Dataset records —
•••••

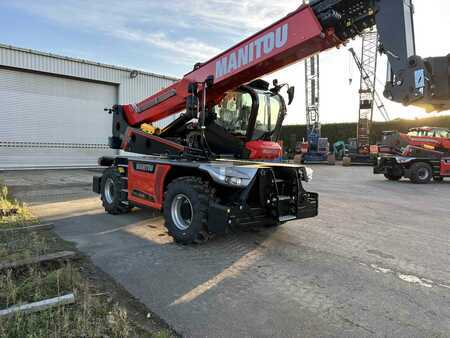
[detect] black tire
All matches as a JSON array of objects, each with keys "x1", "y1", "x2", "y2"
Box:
[
  {"x1": 433, "y1": 176, "x2": 444, "y2": 182},
  {"x1": 410, "y1": 162, "x2": 432, "y2": 184},
  {"x1": 384, "y1": 172, "x2": 402, "y2": 181},
  {"x1": 163, "y1": 177, "x2": 213, "y2": 244},
  {"x1": 101, "y1": 167, "x2": 131, "y2": 215}
]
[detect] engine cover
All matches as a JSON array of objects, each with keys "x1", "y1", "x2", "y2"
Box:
[{"x1": 245, "y1": 140, "x2": 283, "y2": 161}]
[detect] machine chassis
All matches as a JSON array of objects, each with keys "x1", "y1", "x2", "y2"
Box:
[{"x1": 93, "y1": 155, "x2": 318, "y2": 243}]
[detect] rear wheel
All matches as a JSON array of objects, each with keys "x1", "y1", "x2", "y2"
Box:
[
  {"x1": 163, "y1": 177, "x2": 212, "y2": 244},
  {"x1": 101, "y1": 168, "x2": 131, "y2": 214},
  {"x1": 384, "y1": 172, "x2": 402, "y2": 181},
  {"x1": 433, "y1": 176, "x2": 444, "y2": 182},
  {"x1": 410, "y1": 162, "x2": 432, "y2": 184}
]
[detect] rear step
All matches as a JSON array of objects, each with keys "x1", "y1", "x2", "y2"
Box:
[{"x1": 279, "y1": 215, "x2": 297, "y2": 222}]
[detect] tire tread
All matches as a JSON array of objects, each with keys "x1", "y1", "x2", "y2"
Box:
[{"x1": 164, "y1": 176, "x2": 214, "y2": 244}]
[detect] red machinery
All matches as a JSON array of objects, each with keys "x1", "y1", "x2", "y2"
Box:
[
  {"x1": 374, "y1": 145, "x2": 450, "y2": 183},
  {"x1": 375, "y1": 127, "x2": 450, "y2": 183},
  {"x1": 95, "y1": 0, "x2": 450, "y2": 243},
  {"x1": 379, "y1": 127, "x2": 450, "y2": 154},
  {"x1": 111, "y1": 5, "x2": 338, "y2": 160}
]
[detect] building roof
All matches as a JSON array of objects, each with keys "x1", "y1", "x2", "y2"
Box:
[{"x1": 0, "y1": 43, "x2": 179, "y2": 82}]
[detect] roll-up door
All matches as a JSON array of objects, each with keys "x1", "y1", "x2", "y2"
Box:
[{"x1": 0, "y1": 68, "x2": 117, "y2": 169}]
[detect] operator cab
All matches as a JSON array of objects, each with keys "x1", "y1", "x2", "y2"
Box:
[{"x1": 205, "y1": 79, "x2": 293, "y2": 160}]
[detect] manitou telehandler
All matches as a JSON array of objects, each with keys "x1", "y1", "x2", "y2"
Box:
[
  {"x1": 379, "y1": 127, "x2": 450, "y2": 155},
  {"x1": 94, "y1": 0, "x2": 450, "y2": 243}
]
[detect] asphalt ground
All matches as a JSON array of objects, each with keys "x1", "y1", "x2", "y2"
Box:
[{"x1": 3, "y1": 166, "x2": 449, "y2": 337}]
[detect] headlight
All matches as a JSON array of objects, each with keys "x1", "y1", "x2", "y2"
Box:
[{"x1": 199, "y1": 164, "x2": 257, "y2": 187}]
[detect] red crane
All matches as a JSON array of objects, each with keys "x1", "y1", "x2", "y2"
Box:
[{"x1": 121, "y1": 6, "x2": 333, "y2": 126}]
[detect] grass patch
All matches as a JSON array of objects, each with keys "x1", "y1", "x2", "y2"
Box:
[
  {"x1": 0, "y1": 182, "x2": 175, "y2": 337},
  {"x1": 0, "y1": 185, "x2": 36, "y2": 229},
  {"x1": 0, "y1": 231, "x2": 50, "y2": 261},
  {"x1": 0, "y1": 263, "x2": 77, "y2": 309},
  {"x1": 0, "y1": 263, "x2": 145, "y2": 337}
]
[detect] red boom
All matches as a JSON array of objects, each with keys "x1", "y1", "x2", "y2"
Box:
[{"x1": 122, "y1": 5, "x2": 342, "y2": 127}]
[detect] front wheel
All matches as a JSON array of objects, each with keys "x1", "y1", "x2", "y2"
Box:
[
  {"x1": 163, "y1": 177, "x2": 212, "y2": 244},
  {"x1": 433, "y1": 176, "x2": 444, "y2": 182},
  {"x1": 410, "y1": 162, "x2": 432, "y2": 184}
]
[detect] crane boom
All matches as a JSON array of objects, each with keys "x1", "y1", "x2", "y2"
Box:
[{"x1": 121, "y1": 5, "x2": 338, "y2": 127}]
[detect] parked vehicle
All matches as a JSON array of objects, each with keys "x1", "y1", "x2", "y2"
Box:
[
  {"x1": 374, "y1": 145, "x2": 450, "y2": 183},
  {"x1": 378, "y1": 127, "x2": 450, "y2": 155}
]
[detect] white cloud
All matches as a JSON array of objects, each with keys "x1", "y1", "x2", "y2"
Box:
[
  {"x1": 9, "y1": 0, "x2": 296, "y2": 66},
  {"x1": 111, "y1": 29, "x2": 221, "y2": 65}
]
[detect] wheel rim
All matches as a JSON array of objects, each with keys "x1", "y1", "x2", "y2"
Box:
[
  {"x1": 104, "y1": 178, "x2": 115, "y2": 204},
  {"x1": 171, "y1": 194, "x2": 193, "y2": 231},
  {"x1": 417, "y1": 168, "x2": 429, "y2": 181}
]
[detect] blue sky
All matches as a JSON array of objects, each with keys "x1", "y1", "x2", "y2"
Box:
[{"x1": 1, "y1": 0, "x2": 449, "y2": 124}]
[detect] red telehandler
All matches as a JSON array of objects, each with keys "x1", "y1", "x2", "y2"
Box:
[
  {"x1": 379, "y1": 127, "x2": 450, "y2": 155},
  {"x1": 93, "y1": 0, "x2": 450, "y2": 243},
  {"x1": 374, "y1": 127, "x2": 450, "y2": 183}
]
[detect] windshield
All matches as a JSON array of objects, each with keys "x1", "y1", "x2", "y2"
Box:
[
  {"x1": 253, "y1": 93, "x2": 282, "y2": 140},
  {"x1": 408, "y1": 128, "x2": 449, "y2": 138},
  {"x1": 214, "y1": 91, "x2": 252, "y2": 136},
  {"x1": 213, "y1": 89, "x2": 283, "y2": 140}
]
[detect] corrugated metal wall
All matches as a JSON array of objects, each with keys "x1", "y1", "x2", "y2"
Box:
[
  {"x1": 0, "y1": 44, "x2": 179, "y2": 169},
  {"x1": 0, "y1": 68, "x2": 117, "y2": 144}
]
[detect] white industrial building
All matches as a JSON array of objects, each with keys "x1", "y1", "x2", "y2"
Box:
[{"x1": 0, "y1": 43, "x2": 177, "y2": 169}]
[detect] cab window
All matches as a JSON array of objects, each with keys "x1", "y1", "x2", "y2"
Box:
[
  {"x1": 437, "y1": 130, "x2": 448, "y2": 138},
  {"x1": 214, "y1": 91, "x2": 252, "y2": 136},
  {"x1": 253, "y1": 94, "x2": 282, "y2": 139}
]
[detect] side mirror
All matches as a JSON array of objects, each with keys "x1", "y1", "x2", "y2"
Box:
[
  {"x1": 273, "y1": 79, "x2": 279, "y2": 87},
  {"x1": 287, "y1": 86, "x2": 295, "y2": 105}
]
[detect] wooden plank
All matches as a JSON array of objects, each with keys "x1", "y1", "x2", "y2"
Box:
[
  {"x1": 0, "y1": 293, "x2": 75, "y2": 318},
  {"x1": 0, "y1": 223, "x2": 54, "y2": 233},
  {"x1": 0, "y1": 208, "x2": 18, "y2": 217},
  {"x1": 0, "y1": 251, "x2": 77, "y2": 271}
]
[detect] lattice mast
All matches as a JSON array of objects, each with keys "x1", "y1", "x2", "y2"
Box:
[
  {"x1": 352, "y1": 30, "x2": 389, "y2": 152},
  {"x1": 305, "y1": 55, "x2": 320, "y2": 144}
]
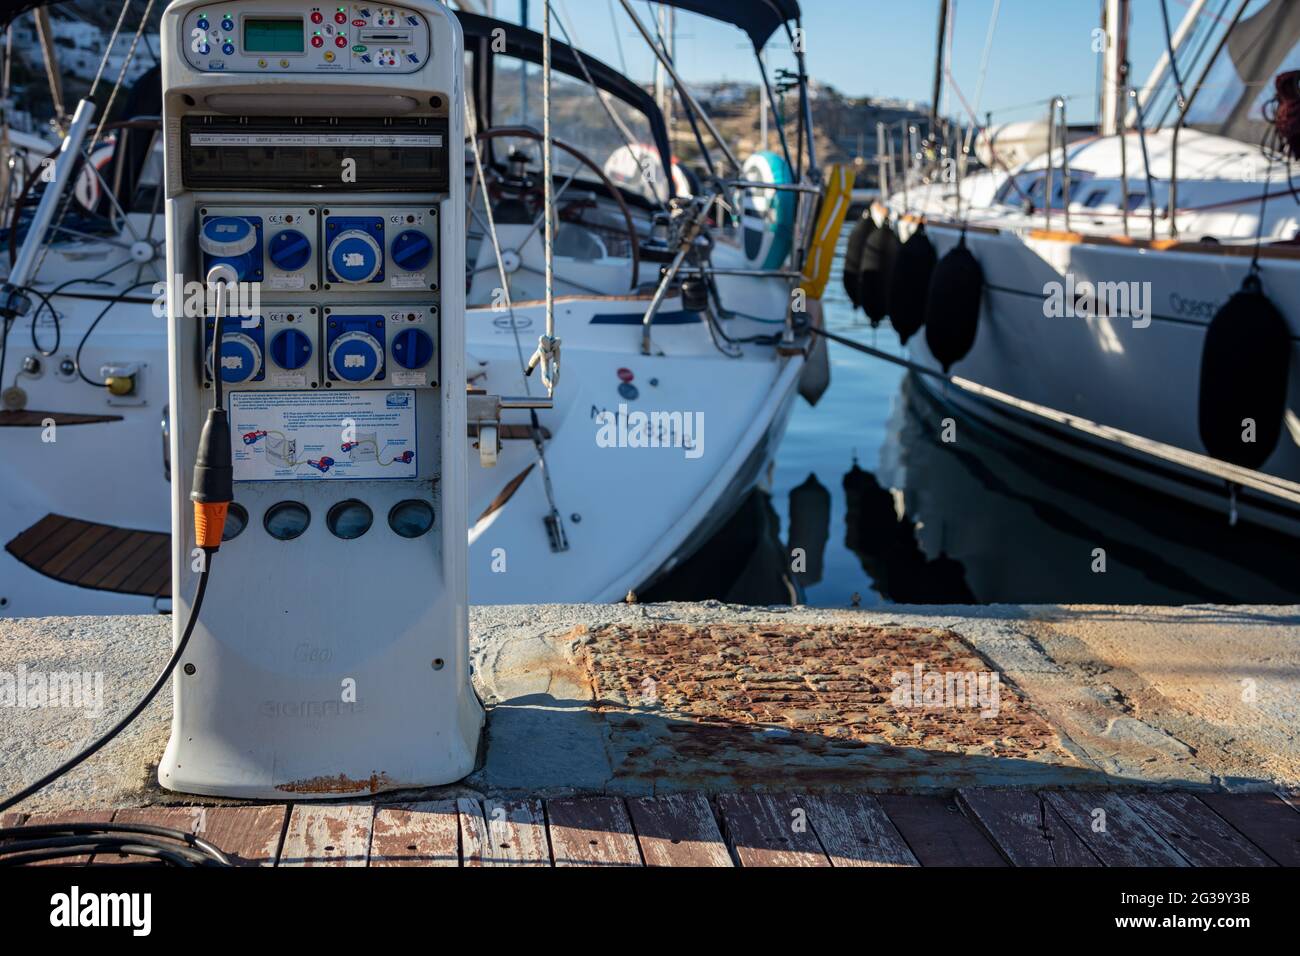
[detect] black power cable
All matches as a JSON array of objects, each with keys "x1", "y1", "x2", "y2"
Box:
[
  {"x1": 0, "y1": 276, "x2": 235, "y2": 866},
  {"x1": 0, "y1": 566, "x2": 222, "y2": 865}
]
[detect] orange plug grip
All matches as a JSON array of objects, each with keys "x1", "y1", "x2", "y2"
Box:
[{"x1": 194, "y1": 501, "x2": 229, "y2": 551}]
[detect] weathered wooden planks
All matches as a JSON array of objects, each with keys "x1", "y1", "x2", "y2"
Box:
[
  {"x1": 1124, "y1": 792, "x2": 1275, "y2": 867},
  {"x1": 876, "y1": 794, "x2": 1006, "y2": 866},
  {"x1": 1043, "y1": 791, "x2": 1186, "y2": 867},
  {"x1": 98, "y1": 807, "x2": 206, "y2": 866},
  {"x1": 6, "y1": 789, "x2": 1288, "y2": 867},
  {"x1": 800, "y1": 792, "x2": 919, "y2": 867},
  {"x1": 279, "y1": 803, "x2": 374, "y2": 867},
  {"x1": 546, "y1": 796, "x2": 642, "y2": 867},
  {"x1": 370, "y1": 801, "x2": 459, "y2": 867},
  {"x1": 715, "y1": 792, "x2": 830, "y2": 867},
  {"x1": 957, "y1": 789, "x2": 1100, "y2": 867},
  {"x1": 460, "y1": 798, "x2": 550, "y2": 866},
  {"x1": 1197, "y1": 792, "x2": 1300, "y2": 867},
  {"x1": 16, "y1": 810, "x2": 115, "y2": 867},
  {"x1": 626, "y1": 792, "x2": 733, "y2": 867},
  {"x1": 197, "y1": 806, "x2": 288, "y2": 866}
]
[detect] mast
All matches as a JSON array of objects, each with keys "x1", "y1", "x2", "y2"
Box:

•••••

Goal of the exercise —
Print only the lines from the first line of the data above through the one containing "[detect] roll-up door", exactly as they are, with pictures omitted.

Answer box —
[detect] black tire
All matches as a JSON array of objects, each with keys "x1", "y1", "x2", "y2"
Box:
[
  {"x1": 433, "y1": 176, "x2": 444, "y2": 182},
  {"x1": 410, "y1": 162, "x2": 432, "y2": 184},
  {"x1": 384, "y1": 172, "x2": 402, "y2": 181},
  {"x1": 163, "y1": 177, "x2": 213, "y2": 244},
  {"x1": 101, "y1": 167, "x2": 131, "y2": 215}
]
[detect] engine cover
All matches as a JSON array of objects, each with keys "x1", "y1", "x2", "y2"
Box:
[{"x1": 245, "y1": 140, "x2": 283, "y2": 161}]
[detect] machine chassis
All matches as a JSON array of objects, each with keys "x1", "y1", "x2", "y2"
Box:
[{"x1": 93, "y1": 155, "x2": 318, "y2": 243}]
[detect] rear wheel
All matches as a JSON array of objects, each with keys "x1", "y1", "x2", "y2"
Box:
[
  {"x1": 163, "y1": 177, "x2": 212, "y2": 244},
  {"x1": 101, "y1": 168, "x2": 131, "y2": 214},
  {"x1": 384, "y1": 172, "x2": 402, "y2": 181},
  {"x1": 433, "y1": 176, "x2": 444, "y2": 182},
  {"x1": 410, "y1": 162, "x2": 432, "y2": 184}
]
[detect] rear step
All matches as a JSON array of objects, each with keys "x1", "y1", "x2", "y2"
Box:
[{"x1": 279, "y1": 215, "x2": 297, "y2": 222}]
[detect] tire tread
All matches as a JSON array of objects, each with keys "x1", "y1", "x2", "y2"
Box:
[{"x1": 164, "y1": 176, "x2": 214, "y2": 244}]
[detect] red machinery
All matches as a JSON array of objects, each with keys "x1", "y1", "x2", "y2"
Box:
[
  {"x1": 374, "y1": 145, "x2": 450, "y2": 183},
  {"x1": 375, "y1": 127, "x2": 450, "y2": 183},
  {"x1": 95, "y1": 0, "x2": 450, "y2": 243},
  {"x1": 379, "y1": 127, "x2": 450, "y2": 154},
  {"x1": 111, "y1": 5, "x2": 338, "y2": 160}
]
[detect] building roof
All matches as a JSON array of objects, each with keys "x1", "y1", "x2", "y2"
Box:
[{"x1": 0, "y1": 43, "x2": 179, "y2": 82}]
[detect] roll-up door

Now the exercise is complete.